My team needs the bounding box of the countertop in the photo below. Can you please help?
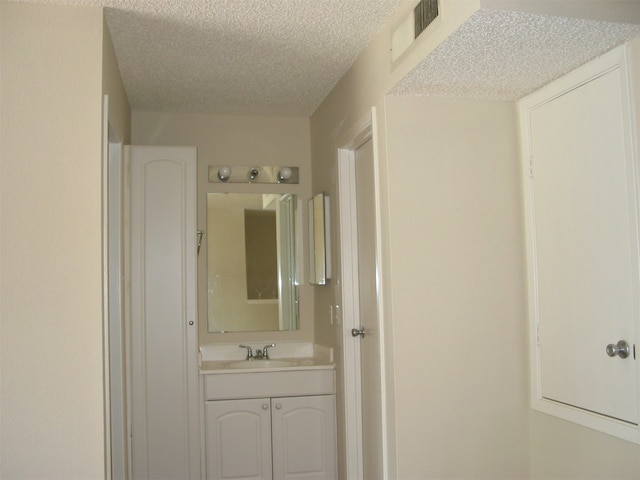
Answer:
[200,357,335,375]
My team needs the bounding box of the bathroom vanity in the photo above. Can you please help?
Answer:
[200,346,337,480]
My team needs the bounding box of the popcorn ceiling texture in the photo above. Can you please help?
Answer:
[390,10,640,101]
[21,0,401,117]
[11,0,640,113]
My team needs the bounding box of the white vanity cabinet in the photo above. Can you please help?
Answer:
[204,369,337,480]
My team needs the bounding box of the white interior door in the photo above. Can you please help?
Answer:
[530,60,638,424]
[355,139,384,480]
[130,147,200,480]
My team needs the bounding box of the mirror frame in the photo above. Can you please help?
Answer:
[309,192,331,285]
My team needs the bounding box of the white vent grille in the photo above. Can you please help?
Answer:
[413,0,438,38]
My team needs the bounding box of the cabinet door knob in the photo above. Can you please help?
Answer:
[607,340,631,358]
[351,327,364,338]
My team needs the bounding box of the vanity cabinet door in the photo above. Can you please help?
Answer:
[204,398,272,480]
[271,395,337,480]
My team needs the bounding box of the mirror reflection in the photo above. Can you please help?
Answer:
[207,193,298,333]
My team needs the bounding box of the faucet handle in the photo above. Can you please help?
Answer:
[262,343,276,360]
[238,345,253,360]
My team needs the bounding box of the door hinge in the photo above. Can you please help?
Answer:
[529,155,533,178]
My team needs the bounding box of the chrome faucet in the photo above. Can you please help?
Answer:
[238,343,276,360]
[238,345,254,360]
[256,343,276,360]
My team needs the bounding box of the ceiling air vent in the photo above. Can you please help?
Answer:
[413,0,438,38]
[391,0,438,62]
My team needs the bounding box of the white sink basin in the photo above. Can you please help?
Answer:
[227,360,294,368]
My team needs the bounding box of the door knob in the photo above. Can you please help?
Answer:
[607,340,631,358]
[351,327,364,338]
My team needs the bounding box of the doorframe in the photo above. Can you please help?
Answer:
[102,95,128,479]
[337,107,389,480]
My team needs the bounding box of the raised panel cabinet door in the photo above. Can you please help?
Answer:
[204,398,272,480]
[271,395,337,480]
[529,48,639,425]
[129,147,201,480]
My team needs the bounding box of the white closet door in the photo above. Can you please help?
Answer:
[130,147,200,480]
[529,47,639,424]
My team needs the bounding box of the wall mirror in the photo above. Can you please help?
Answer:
[207,193,300,333]
[309,193,331,285]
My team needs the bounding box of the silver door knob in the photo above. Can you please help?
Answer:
[607,340,631,358]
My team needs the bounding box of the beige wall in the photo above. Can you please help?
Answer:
[132,112,314,345]
[102,15,131,145]
[311,0,638,479]
[386,97,528,479]
[0,2,113,479]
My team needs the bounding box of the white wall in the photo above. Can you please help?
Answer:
[0,2,105,479]
[386,97,528,479]
[311,0,638,479]
[132,112,314,345]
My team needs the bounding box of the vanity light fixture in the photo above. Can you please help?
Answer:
[247,167,260,182]
[278,167,293,183]
[208,165,300,185]
[218,165,231,182]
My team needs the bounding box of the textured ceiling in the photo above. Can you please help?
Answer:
[10,0,640,117]
[390,6,640,101]
[21,0,400,116]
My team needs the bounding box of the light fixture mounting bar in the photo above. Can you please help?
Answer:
[208,165,300,184]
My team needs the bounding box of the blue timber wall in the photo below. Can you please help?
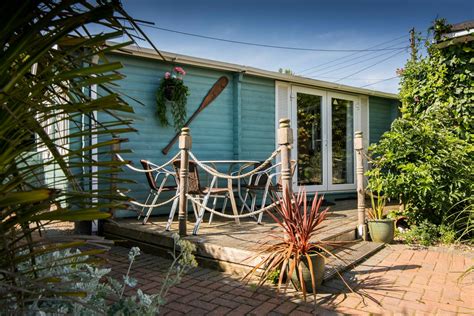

WORK TO BE COMPLETED:
Please set out the data, from its first line through the line that contains "[337,107,389,480]", inclusive, as a Markdown table with the columns Row and Line. Leave out blank lines and the pictures.

SOLUTION TO THIS PROBLEM:
| Row | Line |
|---|---|
| 1 | My team needs the bounding box of the countertop in the photo below. Can you please help? |
| 2 | Answer: |
| 3 | [200,357,335,375] |
| 4 | My team needs the bounding box of the bathroom vanity in the photo above. Can you please help? |
| 5 | Answer: |
| 6 | [200,346,337,480] |
| 7 | My team needs the bounding box of the popcorn ceiling texture in the photo above. Can you please help? |
| 8 | Answer: |
| 9 | [390,10,640,101] |
| 10 | [21,0,401,117] |
| 11 | [11,0,640,113] |
| 12 | My team needs the bounding box of the white vanity cabinet in the photo above. Can you please help? |
| 13 | Answer: |
| 14 | [204,369,337,480] |
| 15 | My team needs the bounding box of the white interior door in the photo above. Can you please help? |
| 16 | Answer: |
| 17 | [530,60,638,424] |
| 18 | [355,139,384,480] |
| 19 | [130,147,200,480] |
| 20 | My team needs the bounding box of the mirror frame in the photo above. Can you please help? |
| 21 | Answer: |
| 22 | [309,192,331,285] |
| 23 | My team needs the bounding box of the white vent grille in the photo above. Can you please help? |
| 24 | Answer: |
| 25 | [413,0,438,38] |
| 26 | My team needs the bounding box of the cabinet door knob in the photo above. Can you please help? |
| 27 | Answer: |
| 28 | [607,340,631,358] |
| 29 | [351,327,364,338] |
| 30 | My team needs the bounding box of the vanity cabinet door in the photo above. Can you please help? |
| 31 | Answer: |
| 32 | [204,398,272,480] |
| 33 | [271,395,337,480] |
| 34 | My team needs the bounding box of the mirror reflection in the photo above. Can you please help? |
| 35 | Answer: |
| 36 | [207,193,298,333] |
| 37 | My team needs the bounding box of the faucet handle in the photo above. Can you please help? |
| 38 | Answer: |
| 39 | [262,343,276,360] |
| 40 | [238,345,253,360] |
| 41 | My team needs the bounding box of the door hinge in the photo above. Can you please help? |
| 42 | Answer: |
| 43 | [529,155,533,178] |
| 44 | My team needs the bounding box of the chrome faucet in the photo above. Can you please help? |
| 45 | Answer: |
| 46 | [238,343,276,360] |
| 47 | [238,345,254,360] |
| 48 | [256,343,276,360] |
| 49 | My team needs the bounding box of the ceiling air vent in the photo above. Can you please help? |
| 50 | Answer: |
| 51 | [413,0,438,38] |
| 52 | [391,0,438,62] |
| 53 | My team needs the bounding box of the white sink basin in the photo above. Can you please help? |
| 54 | Answer: |
| 55 | [227,360,294,368] |
| 56 | My team needs the bounding box of the door knob in the photo above. Can you please help? |
| 57 | Answer: |
| 58 | [607,340,631,358] |
| 59 | [351,327,364,338] |
| 60 | My team needs the bounding box of the doorframe in the photo above. Can you please help? |
| 61 | Answer: |
| 62 | [102,95,128,479] |
| 63 | [337,107,389,480] |